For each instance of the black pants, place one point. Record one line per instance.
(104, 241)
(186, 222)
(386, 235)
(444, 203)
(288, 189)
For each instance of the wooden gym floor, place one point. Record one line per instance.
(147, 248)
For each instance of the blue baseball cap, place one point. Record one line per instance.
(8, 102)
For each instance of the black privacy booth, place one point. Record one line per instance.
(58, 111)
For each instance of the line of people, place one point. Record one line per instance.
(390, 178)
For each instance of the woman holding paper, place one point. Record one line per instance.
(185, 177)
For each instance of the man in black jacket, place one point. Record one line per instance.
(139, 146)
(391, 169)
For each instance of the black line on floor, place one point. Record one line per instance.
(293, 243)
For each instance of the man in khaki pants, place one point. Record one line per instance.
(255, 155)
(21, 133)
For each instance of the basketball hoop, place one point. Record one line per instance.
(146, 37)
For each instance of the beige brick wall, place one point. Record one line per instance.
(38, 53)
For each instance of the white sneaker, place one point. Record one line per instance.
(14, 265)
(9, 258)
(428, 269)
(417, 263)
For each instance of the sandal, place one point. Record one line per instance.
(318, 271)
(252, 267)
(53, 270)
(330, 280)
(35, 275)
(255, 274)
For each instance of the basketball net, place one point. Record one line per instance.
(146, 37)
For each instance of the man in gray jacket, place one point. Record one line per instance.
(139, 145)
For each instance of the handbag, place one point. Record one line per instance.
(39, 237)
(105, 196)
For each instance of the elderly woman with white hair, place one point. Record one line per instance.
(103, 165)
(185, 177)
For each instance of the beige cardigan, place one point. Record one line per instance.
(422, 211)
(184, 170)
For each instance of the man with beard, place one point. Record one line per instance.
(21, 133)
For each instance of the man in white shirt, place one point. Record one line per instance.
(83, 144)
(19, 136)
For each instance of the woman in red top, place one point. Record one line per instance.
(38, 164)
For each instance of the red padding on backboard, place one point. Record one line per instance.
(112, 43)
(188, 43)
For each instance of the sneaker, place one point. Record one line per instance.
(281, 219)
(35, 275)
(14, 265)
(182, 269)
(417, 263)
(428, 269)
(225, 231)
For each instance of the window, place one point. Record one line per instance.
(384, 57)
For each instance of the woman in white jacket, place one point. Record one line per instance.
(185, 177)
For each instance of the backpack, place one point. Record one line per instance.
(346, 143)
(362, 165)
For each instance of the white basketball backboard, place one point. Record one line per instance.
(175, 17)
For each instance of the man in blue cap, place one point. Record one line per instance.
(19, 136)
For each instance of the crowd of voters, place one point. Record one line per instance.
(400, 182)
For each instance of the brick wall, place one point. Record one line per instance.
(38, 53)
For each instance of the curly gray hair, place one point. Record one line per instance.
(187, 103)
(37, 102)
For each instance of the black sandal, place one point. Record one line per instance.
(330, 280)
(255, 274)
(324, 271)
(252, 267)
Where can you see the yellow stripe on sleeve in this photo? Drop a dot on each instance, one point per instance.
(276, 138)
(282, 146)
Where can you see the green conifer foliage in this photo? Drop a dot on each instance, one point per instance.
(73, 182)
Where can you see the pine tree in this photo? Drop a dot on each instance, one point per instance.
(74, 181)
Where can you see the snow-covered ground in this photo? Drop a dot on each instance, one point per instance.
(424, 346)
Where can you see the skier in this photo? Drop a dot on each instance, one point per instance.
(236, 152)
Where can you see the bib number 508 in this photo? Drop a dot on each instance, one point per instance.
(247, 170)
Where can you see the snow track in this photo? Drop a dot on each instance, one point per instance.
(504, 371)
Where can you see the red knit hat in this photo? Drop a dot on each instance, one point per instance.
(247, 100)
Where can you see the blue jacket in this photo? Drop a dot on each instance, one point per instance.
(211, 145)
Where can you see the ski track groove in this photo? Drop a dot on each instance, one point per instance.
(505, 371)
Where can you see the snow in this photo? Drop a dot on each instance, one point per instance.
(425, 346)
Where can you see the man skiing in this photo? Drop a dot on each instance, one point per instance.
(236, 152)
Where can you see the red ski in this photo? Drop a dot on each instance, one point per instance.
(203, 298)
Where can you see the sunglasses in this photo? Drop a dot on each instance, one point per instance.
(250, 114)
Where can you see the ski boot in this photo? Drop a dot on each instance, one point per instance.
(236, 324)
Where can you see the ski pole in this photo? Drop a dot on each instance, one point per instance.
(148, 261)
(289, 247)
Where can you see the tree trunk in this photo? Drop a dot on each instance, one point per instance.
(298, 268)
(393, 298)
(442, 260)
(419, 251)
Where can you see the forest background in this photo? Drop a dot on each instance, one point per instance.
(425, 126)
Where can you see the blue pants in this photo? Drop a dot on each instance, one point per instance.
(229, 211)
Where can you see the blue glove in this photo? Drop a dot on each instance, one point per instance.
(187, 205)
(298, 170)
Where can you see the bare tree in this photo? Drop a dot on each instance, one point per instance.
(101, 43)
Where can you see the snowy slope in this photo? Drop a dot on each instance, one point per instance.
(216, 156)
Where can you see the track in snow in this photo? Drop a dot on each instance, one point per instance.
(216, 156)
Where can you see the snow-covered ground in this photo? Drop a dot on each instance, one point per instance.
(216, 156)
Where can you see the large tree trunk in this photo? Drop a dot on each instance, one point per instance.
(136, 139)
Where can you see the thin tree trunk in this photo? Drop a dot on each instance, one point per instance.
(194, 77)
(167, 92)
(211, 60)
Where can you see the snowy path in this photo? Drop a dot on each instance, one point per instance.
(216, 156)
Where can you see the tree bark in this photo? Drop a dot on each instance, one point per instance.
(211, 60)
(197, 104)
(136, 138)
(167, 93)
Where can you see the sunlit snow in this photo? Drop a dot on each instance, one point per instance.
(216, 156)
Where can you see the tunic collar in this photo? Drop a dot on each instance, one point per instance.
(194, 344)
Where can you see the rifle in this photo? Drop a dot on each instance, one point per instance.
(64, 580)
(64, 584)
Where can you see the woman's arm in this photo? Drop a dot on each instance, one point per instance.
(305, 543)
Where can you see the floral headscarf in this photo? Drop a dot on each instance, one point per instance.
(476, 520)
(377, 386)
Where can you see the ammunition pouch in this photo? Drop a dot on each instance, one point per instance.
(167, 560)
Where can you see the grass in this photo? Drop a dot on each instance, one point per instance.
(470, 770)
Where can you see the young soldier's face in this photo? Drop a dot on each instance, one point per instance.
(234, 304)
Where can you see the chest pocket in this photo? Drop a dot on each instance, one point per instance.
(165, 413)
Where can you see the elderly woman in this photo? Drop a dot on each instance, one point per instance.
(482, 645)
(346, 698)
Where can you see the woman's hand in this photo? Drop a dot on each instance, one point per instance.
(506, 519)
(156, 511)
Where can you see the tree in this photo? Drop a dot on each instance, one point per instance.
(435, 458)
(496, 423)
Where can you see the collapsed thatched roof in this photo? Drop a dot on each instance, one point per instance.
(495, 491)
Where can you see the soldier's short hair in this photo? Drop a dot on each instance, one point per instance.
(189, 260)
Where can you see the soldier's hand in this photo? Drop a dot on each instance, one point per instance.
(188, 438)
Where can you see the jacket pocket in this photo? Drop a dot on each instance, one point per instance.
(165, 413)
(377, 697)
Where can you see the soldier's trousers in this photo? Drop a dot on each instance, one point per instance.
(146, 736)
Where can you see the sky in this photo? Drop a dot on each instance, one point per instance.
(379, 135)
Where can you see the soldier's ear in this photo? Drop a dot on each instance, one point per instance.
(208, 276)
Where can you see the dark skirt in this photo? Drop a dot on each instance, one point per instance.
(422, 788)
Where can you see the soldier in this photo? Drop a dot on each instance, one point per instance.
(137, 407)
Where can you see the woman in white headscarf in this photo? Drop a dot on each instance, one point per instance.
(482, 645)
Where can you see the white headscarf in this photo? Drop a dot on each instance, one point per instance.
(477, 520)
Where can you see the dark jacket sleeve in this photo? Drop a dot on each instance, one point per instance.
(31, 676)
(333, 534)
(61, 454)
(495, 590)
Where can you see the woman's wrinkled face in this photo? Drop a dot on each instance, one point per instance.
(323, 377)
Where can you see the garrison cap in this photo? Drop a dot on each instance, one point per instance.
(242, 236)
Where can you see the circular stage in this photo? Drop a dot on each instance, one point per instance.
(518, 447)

────────────────────────────────────────

*Task objective*:
Only the lines from the one that contains "Where can you see the white" to the end of the entries above should be given again, exactly and in full.

*Exercise solution*:
Where can you see the white headscarf in this photo? Drop a dot on each instance, one point per instance.
(477, 520)
Where can you see the dark jacket sleeve in this photo? Drop a dot on each instance, one point per instance.
(31, 676)
(333, 534)
(61, 454)
(495, 590)
Where can you see the woman's wrinkled face in this photo? Drop a dot on each instance, one point per instance.
(323, 377)
Where can you see the garrison cap in this photo? Drop a dot on each instance, one point per instance.
(242, 236)
Where can you see the circular stage in this photo? Drop a dot on each instance, one point per instance.
(518, 447)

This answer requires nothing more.